== Document excerpt ==
I read from it at Morning Reading, since it has pinyin with the tones in large lettering and thus lends itself to ritual use as well as its intended purpose of teaching children the classics by chanting them aloud.

I don't have the text memorized, to my shame, but I am pretty good at recognizing allusions to the Yi, including the Great Treatise appendix, in Chinese texts as I work through them. I don't speak Chinese, just grind through things with dictionaries and searches on the web, so I'm not really an authority. But I would put in a vote for studying the text in Chinese if you can. It is the equivalent, for me, to Christians studying Greek and Hebrew. Only our sacred tome happens to be in a language that is much more of a challenge than Coine Greek or Biblical Hebrew. Unlike the Christians, we are outsiders to the ancestral cult religion which uses the Yi as its core sacred text, so I don't think we have no obligation to accept any of its dogma. But I do accept most of the tenets of Confucianism, and from a Confucian view if a westerner were to bring offerings to the ancestral shrine of the Zhou, for instance it would be ritually incorrect. You only bring sacrifice in the context of your clan and/or social station.

If someone is not up to the whole text, how about the figures? Those I have had in my head since I was 14. They are the true core of the Yi, a set of mathematical formulae that are as valid here as they are to some sentient being meditating on them billions of light years from here.
===
== Dataset entries ==
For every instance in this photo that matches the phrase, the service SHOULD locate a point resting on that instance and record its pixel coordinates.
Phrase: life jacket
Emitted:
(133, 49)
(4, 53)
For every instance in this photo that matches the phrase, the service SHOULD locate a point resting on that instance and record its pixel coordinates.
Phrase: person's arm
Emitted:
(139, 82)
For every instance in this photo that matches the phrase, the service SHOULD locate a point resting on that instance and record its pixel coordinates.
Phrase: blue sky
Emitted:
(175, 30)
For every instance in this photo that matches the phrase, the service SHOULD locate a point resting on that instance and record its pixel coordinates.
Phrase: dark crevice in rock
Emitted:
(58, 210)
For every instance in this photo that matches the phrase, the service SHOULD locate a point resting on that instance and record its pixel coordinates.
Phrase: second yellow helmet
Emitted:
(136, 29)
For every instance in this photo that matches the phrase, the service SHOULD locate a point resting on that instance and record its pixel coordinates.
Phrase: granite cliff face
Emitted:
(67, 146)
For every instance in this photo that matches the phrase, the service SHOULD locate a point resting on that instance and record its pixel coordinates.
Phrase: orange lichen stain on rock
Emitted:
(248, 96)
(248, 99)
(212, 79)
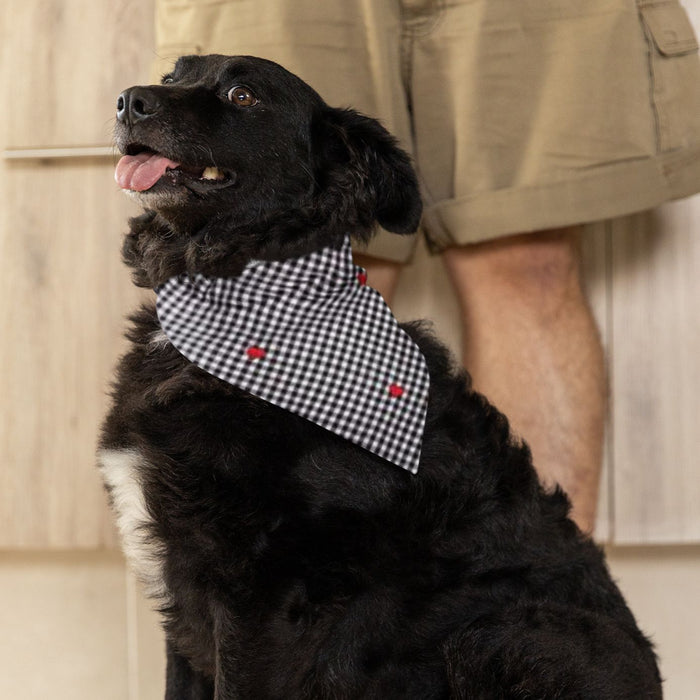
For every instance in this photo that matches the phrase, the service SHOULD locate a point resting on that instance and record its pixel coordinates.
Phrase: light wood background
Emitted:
(63, 297)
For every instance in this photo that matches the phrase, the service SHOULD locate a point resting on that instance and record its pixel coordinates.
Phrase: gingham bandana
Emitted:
(309, 336)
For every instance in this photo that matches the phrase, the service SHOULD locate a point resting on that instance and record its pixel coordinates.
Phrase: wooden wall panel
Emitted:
(63, 295)
(68, 61)
(656, 375)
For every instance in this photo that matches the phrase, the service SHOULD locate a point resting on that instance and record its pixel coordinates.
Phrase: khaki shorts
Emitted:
(521, 115)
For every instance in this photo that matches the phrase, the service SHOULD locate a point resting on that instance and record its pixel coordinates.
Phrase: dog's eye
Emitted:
(242, 97)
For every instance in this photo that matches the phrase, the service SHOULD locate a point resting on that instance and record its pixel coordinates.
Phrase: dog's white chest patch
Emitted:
(121, 471)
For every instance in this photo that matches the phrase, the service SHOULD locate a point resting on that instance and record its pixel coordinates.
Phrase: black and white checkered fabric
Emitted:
(309, 336)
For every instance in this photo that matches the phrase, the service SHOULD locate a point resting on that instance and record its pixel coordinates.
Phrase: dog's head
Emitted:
(235, 158)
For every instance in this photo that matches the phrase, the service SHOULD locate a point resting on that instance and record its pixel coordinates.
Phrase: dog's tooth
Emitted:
(212, 173)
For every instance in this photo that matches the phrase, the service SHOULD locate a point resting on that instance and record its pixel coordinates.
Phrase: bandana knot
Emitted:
(309, 336)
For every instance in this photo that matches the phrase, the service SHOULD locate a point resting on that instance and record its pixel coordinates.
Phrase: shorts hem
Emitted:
(616, 190)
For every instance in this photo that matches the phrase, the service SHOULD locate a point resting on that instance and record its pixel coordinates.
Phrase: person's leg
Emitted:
(533, 349)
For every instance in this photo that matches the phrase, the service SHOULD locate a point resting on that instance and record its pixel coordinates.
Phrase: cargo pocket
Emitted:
(674, 69)
(670, 28)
===
▶ _Stated goal A_: Set down word for word the part of the passage on the Yi that begins at the words "I read from" and stops after "chanting them aloud.".
▶ _Stated goal B_: According to the passage on the Yi, since what age has the writer had the figures memorized?
▶ _Stated goal C_: Write what comes next in the passage on the Yi, picking up after its last sentence.
This data has nothing to do with the passage on the Yi.

▶ _Task response A_:
I read from it at Morning Reading, since it has pinyin with the tones in large lettering and thus lends itself to ritual use as well as its intended purpose of teaching children the classics by chanting them aloud.

▶ _Task response B_: Since age 14.

▶ _Task response C_:
The text of the Zhou Yi is the core part of the Yi Jing. It is just the judgements and lines, without the images or appended commentaries. Perhaps some day we will somehow overcome the incredible distance well at the bottom of which we dwell, frog-like, light years away from other civilizations. It is my thinking that a person who has made the matrix of the Yi hexagrams the matrix of their own mind by years of meditation and exercises will be best equipped to speak to aliens on that day.

When you consider the root meanings of the most ancient layer of the Yi it is concerned with ancient religious practices, human sacrifice, etc. And yet the same text can be interpreted in a neo-Confucianist manner, all about 'firm correctness' etc. So the text attached already contains two quite different cultures. Just imagine how different the texts assigned by the minds of aliens would be. I also see a day in the not too distant future when AI programs smarter than us will appear (the Singularity). Having your neurons 'tuned' to the hexagrams can also smooth communications and transition there, though I suspect the best order used their would be the binary order of the hexagrams and I'm an old hide-bound Wen Wang order guy.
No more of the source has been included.